• **Activity**
Pictures do not belong in the copy, so please give every entry below again exactly.

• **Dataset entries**
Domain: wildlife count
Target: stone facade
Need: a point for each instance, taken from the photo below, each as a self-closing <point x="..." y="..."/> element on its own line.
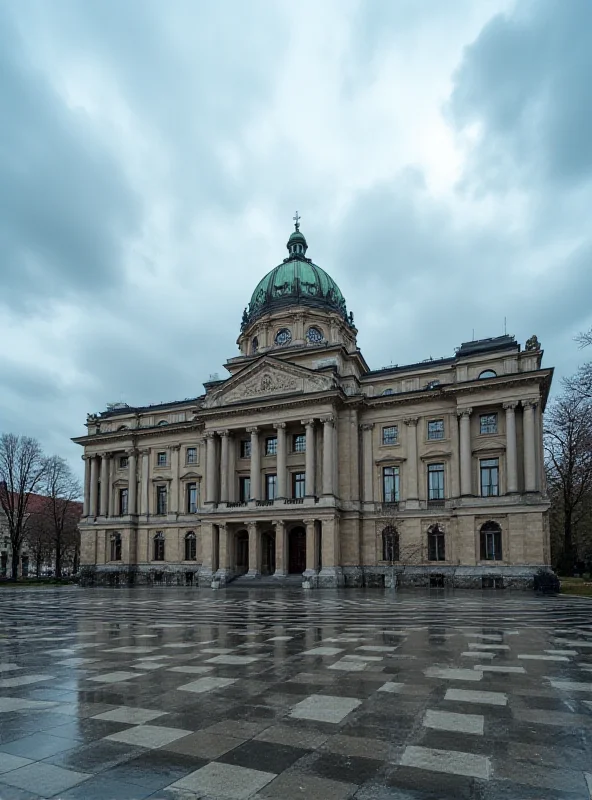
<point x="306" y="461"/>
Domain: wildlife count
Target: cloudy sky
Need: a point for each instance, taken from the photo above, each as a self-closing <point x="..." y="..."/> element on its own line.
<point x="152" y="155"/>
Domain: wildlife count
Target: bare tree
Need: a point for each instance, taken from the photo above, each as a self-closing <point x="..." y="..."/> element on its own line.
<point x="22" y="468"/>
<point x="62" y="490"/>
<point x="568" y="451"/>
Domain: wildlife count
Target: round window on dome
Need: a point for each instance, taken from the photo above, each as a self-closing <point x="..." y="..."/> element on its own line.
<point x="283" y="337"/>
<point x="315" y="335"/>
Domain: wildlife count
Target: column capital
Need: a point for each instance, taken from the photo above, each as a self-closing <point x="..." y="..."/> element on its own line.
<point x="530" y="402"/>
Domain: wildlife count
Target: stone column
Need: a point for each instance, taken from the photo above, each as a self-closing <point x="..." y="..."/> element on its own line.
<point x="511" y="450"/>
<point x="280" y="428"/>
<point x="281" y="549"/>
<point x="94" y="485"/>
<point x="255" y="464"/>
<point x="105" y="458"/>
<point x="331" y="573"/>
<point x="309" y="486"/>
<point x="174" y="499"/>
<point x="132" y="481"/>
<point x="224" y="461"/>
<point x="86" y="506"/>
<point x="412" y="489"/>
<point x="210" y="467"/>
<point x="465" y="452"/>
<point x="145" y="496"/>
<point x="367" y="429"/>
<point x="311" y="548"/>
<point x="328" y="453"/>
<point x="254" y="549"/>
<point x="530" y="477"/>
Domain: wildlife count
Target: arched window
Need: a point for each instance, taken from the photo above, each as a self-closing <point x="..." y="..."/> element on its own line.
<point x="491" y="541"/>
<point x="159" y="546"/>
<point x="190" y="547"/>
<point x="390" y="544"/>
<point x="436" y="543"/>
<point x="115" y="547"/>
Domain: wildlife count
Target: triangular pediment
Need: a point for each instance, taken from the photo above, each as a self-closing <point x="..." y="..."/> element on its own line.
<point x="267" y="377"/>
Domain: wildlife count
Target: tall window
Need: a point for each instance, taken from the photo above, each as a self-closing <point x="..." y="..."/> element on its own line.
<point x="159" y="546"/>
<point x="192" y="498"/>
<point x="488" y="423"/>
<point x="491" y="542"/>
<point x="436" y="429"/>
<point x="244" y="489"/>
<point x="190" y="547"/>
<point x="489" y="469"/>
<point x="390" y="544"/>
<point x="390" y="484"/>
<point x="270" y="487"/>
<point x="390" y="434"/>
<point x="436" y="544"/>
<point x="435" y="481"/>
<point x="298" y="484"/>
<point x="245" y="448"/>
<point x="123" y="505"/>
<point x="115" y="547"/>
<point x="299" y="443"/>
<point x="191" y="455"/>
<point x="161" y="499"/>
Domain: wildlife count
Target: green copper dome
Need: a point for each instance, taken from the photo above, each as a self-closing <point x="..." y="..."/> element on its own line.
<point x="297" y="281"/>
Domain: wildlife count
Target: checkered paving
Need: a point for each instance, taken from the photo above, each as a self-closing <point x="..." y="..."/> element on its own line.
<point x="179" y="693"/>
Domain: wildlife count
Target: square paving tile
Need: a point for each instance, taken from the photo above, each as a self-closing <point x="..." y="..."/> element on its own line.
<point x="225" y="781"/>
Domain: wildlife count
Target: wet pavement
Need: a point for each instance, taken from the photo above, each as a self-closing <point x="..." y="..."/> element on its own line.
<point x="180" y="693"/>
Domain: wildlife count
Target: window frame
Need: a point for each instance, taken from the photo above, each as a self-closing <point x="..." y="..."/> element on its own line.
<point x="395" y="438"/>
<point x="440" y="430"/>
<point x="436" y="468"/>
<point x="490" y="469"/>
<point x="484" y="426"/>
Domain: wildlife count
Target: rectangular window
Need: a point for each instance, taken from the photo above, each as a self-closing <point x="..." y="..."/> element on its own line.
<point x="245" y="448"/>
<point x="390" y="484"/>
<point x="436" y="429"/>
<point x="435" y="481"/>
<point x="244" y="489"/>
<point x="390" y="435"/>
<point x="488" y="423"/>
<point x="192" y="498"/>
<point x="191" y="455"/>
<point x="298" y="484"/>
<point x="299" y="443"/>
<point x="270" y="487"/>
<point x="161" y="499"/>
<point x="489" y="468"/>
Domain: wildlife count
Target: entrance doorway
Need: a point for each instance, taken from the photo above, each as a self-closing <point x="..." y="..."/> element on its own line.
<point x="297" y="551"/>
<point x="242" y="552"/>
<point x="268" y="553"/>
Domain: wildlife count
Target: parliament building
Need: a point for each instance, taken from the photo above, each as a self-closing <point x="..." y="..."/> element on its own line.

• **Problem solution**
Domain: wildlife count
Target: stone facade
Need: a point for each instance, taken from the photo below, each as a self-closing <point x="..." y="..."/> element on its own line.
<point x="306" y="461"/>
Domain: wildlife count
Target: cloudy sky
Need: a point for each instance, taken from the photo above, each as a self-closing <point x="..." y="..."/> element on its own line.
<point x="152" y="155"/>
Domain: wildlife count
Target: bare tree
Need: a point for each instance, taken from the photo above, each as a self-closing <point x="..." y="..."/> element on its own line.
<point x="22" y="468"/>
<point x="62" y="490"/>
<point x="568" y="451"/>
Domain: wildlife count
Target: round window on dome
Need: a point for each instance, taken from the photo above, each as a self-closing <point x="..." y="..."/> element on its own line.
<point x="283" y="337"/>
<point x="315" y="335"/>
Domain: wildlife count
Target: column capital
Need: a point for each instance, taken from the photo above, each as a self-closing <point x="..." y="..."/> element on its own line.
<point x="530" y="402"/>
Domain: wildlife count
Target: stone column
Need: a point for each instance, taken from the photo above, each as a self-closing <point x="..." y="..."/> element on its own line.
<point x="511" y="450"/>
<point x="280" y="428"/>
<point x="281" y="549"/>
<point x="94" y="485"/>
<point x="255" y="464"/>
<point x="105" y="458"/>
<point x="331" y="573"/>
<point x="309" y="486"/>
<point x="174" y="499"/>
<point x="132" y="481"/>
<point x="224" y="461"/>
<point x="86" y="506"/>
<point x="412" y="489"/>
<point x="210" y="467"/>
<point x="465" y="452"/>
<point x="145" y="496"/>
<point x="367" y="429"/>
<point x="311" y="548"/>
<point x="328" y="453"/>
<point x="254" y="549"/>
<point x="530" y="477"/>
Domain: wildlife count
Target: arched window
Need: a point for each instance, taken from the photo above, each as a self-closing <point x="..." y="..."/> element on its own line.
<point x="491" y="541"/>
<point x="159" y="546"/>
<point x="190" y="547"/>
<point x="390" y="544"/>
<point x="436" y="543"/>
<point x="115" y="547"/>
Domain: wildlife count
Target: triangular pediment
Need: a point for each instance, taken from the photo above, each as a self-closing <point x="..." y="..."/> element on its own line.
<point x="267" y="377"/>
Domain: wildlife count
Target: tall window
Need: a point for each instance, taken from the photo above, each as a self-closing <point x="..." y="..."/> element on its own line.
<point x="159" y="546"/>
<point x="192" y="498"/>
<point x="488" y="423"/>
<point x="491" y="542"/>
<point x="436" y="429"/>
<point x="244" y="489"/>
<point x="190" y="547"/>
<point x="489" y="469"/>
<point x="390" y="544"/>
<point x="390" y="484"/>
<point x="270" y="487"/>
<point x="390" y="434"/>
<point x="436" y="544"/>
<point x="435" y="481"/>
<point x="298" y="484"/>
<point x="245" y="448"/>
<point x="123" y="505"/>
<point x="115" y="547"/>
<point x="299" y="443"/>
<point x="191" y="455"/>
<point x="161" y="499"/>
Domain: wildlife count
Target: green copper dome
Need: a point for each instance, taken from the photo above, each as a self-closing <point x="..." y="..."/> element on its own line.
<point x="297" y="281"/>
Domain: wildlife count
Target: checkered paving
Need: a point for each instance, taken from the photo above, each as a self-closing <point x="..." y="..."/> element on its own line.
<point x="179" y="693"/>
Domain: wildlife count
Target: square paving tile
Need: a point for each instance, taken from the photo above, each as a self-closing <point x="..." y="..."/> element on its own line.
<point x="225" y="781"/>
Domain: wildlife count
Target: wet pavement
Need: a point for each instance, taken from the photo above, each as a self-closing <point x="..." y="..."/> element on its own line.
<point x="180" y="693"/>
Domain: wildlife count
Target: window frame
Need: a point for each instance, taken from the photo above, each as a self-closing <point x="..." y="..."/> element on its own line.
<point x="395" y="438"/>
<point x="440" y="430"/>
<point x="436" y="468"/>
<point x="490" y="469"/>
<point x="484" y="426"/>
Domain: wildlife count
Target: rectangular window
Need: a point for each instance, taken from the photo above, each as a self-closing <point x="..." y="..."/> element on its own line.
<point x="245" y="448"/>
<point x="390" y="484"/>
<point x="436" y="429"/>
<point x="435" y="481"/>
<point x="244" y="489"/>
<point x="390" y="435"/>
<point x="488" y="423"/>
<point x="192" y="498"/>
<point x="191" y="455"/>
<point x="298" y="484"/>
<point x="299" y="443"/>
<point x="270" y="487"/>
<point x="161" y="499"/>
<point x="489" y="468"/>
Domain: wildlife count
Target: entrance doorway
Need: a point for each instance, taken from the photo above, each as a self-closing <point x="..." y="..."/> element on its own line.
<point x="297" y="551"/>
<point x="242" y="552"/>
<point x="268" y="553"/>
Domain: wildlife count
Target: parliament building
Need: a point for each instance, taken from the photo above, each as a self-closing <point x="..." y="..."/> element on its own line.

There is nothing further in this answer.